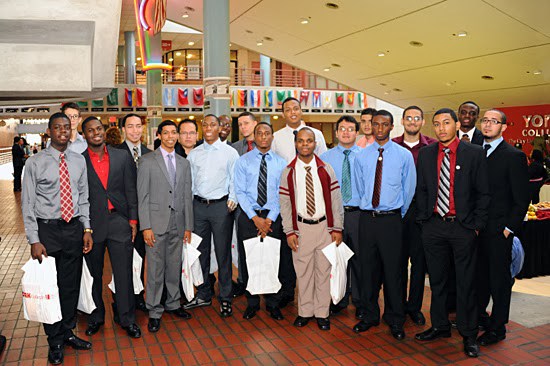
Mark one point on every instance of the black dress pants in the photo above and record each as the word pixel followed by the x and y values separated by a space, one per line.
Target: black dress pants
pixel 441 239
pixel 63 241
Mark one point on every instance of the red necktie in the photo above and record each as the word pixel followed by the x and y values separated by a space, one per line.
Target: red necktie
pixel 67 211
pixel 377 180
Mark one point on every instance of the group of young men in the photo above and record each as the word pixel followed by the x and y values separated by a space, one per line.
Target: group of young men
pixel 449 206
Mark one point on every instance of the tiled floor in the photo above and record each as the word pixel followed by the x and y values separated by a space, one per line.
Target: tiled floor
pixel 208 339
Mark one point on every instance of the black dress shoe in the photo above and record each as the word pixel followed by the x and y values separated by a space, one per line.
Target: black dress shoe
pixel 93 328
pixel 432 334
pixel 323 323
pixel 180 313
pixel 154 325
pixel 489 337
pixel 78 343
pixel 471 348
pixel 363 326
pixel 55 355
pixel 397 332
pixel 301 321
pixel 417 318
pixel 133 330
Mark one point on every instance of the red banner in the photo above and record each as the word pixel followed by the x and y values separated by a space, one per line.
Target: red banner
pixel 525 123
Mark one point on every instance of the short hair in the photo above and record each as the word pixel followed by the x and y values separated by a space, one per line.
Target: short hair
pixel 166 122
pixel 247 114
pixel 56 116
pixel 71 105
pixel 288 100
pixel 125 118
pixel 384 113
pixel 444 111
pixel 469 102
pixel 88 120
pixel 369 111
pixel 305 129
pixel 349 119
pixel 502 115
pixel 187 120
pixel 263 124
pixel 413 107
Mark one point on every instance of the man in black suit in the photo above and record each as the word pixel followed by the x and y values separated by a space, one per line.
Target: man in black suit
pixel 132 127
pixel 509 187
pixel 113 215
pixel 452 198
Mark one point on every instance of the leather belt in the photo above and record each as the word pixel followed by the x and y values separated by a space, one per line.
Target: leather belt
pixel 204 200
pixel 311 222
pixel 376 213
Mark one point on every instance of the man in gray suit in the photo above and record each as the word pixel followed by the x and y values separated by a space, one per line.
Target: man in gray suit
pixel 166 218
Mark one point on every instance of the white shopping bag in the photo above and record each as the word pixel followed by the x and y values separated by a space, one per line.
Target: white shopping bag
pixel 262 261
pixel 86 303
pixel 40 291
pixel 190 257
pixel 338 256
pixel 137 262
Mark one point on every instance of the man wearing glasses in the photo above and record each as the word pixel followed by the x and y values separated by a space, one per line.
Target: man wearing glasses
pixel 413 140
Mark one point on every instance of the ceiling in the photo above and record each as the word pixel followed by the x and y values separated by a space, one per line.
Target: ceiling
pixel 508 40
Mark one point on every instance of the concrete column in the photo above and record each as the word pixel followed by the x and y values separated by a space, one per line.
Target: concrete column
pixel 130 48
pixel 265 66
pixel 216 54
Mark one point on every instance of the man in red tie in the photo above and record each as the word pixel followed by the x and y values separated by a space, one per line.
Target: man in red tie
pixel 57 223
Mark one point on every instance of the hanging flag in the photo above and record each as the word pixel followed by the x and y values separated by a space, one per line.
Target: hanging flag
pixel 198 97
pixel 304 97
pixel 112 98
pixel 316 103
pixel 183 96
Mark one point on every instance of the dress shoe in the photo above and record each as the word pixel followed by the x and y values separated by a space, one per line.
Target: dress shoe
pixel 197 303
pixel 179 312
pixel 363 326
pixel 323 323
pixel 433 334
pixel 471 348
pixel 225 309
pixel 397 332
pixel 250 312
pixel 78 343
pixel 154 325
pixel 417 317
pixel 301 321
pixel 55 355
pixel 489 337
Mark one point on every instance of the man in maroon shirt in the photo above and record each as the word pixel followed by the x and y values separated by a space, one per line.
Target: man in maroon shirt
pixel 413 140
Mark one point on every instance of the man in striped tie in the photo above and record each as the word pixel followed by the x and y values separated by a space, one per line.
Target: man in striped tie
pixel 452 198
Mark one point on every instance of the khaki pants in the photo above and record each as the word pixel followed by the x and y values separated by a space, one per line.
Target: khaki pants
pixel 313 270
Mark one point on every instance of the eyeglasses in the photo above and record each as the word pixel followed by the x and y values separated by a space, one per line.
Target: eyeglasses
pixel 415 118
pixel 490 120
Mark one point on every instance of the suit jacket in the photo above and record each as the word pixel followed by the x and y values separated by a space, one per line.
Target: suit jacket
pixel 471 185
pixel 509 187
pixel 121 191
pixel 155 194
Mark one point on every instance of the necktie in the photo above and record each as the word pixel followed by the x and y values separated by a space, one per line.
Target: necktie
pixel 443 193
pixel 310 192
pixel 262 183
pixel 346 177
pixel 67 210
pixel 377 179
pixel 136 154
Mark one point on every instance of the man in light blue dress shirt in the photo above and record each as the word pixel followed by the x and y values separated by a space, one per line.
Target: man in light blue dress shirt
pixel 257 180
pixel 386 181
pixel 342 159
pixel 212 168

::::::::

WRITTEN TASK » Reproduce, word for word, everything in the rows above from the line containing "Mark one point on every instance of the man in red" down to the line containing "pixel 183 96", including both of those lines.

SOLVED PROBLEM »
Mark one point on every instance of the man in red tie in the photo above and record each as the word pixel followed by the x and y values separated by a space, one per line.
Target: man in red tie
pixel 57 223
Mark one point on every instance of the hanging flag in the photo above and record each as the word pixel followed by the x and y values separated by a space, one per line.
Target: hanging flag
pixel 198 97
pixel 304 97
pixel 112 98
pixel 316 103
pixel 183 96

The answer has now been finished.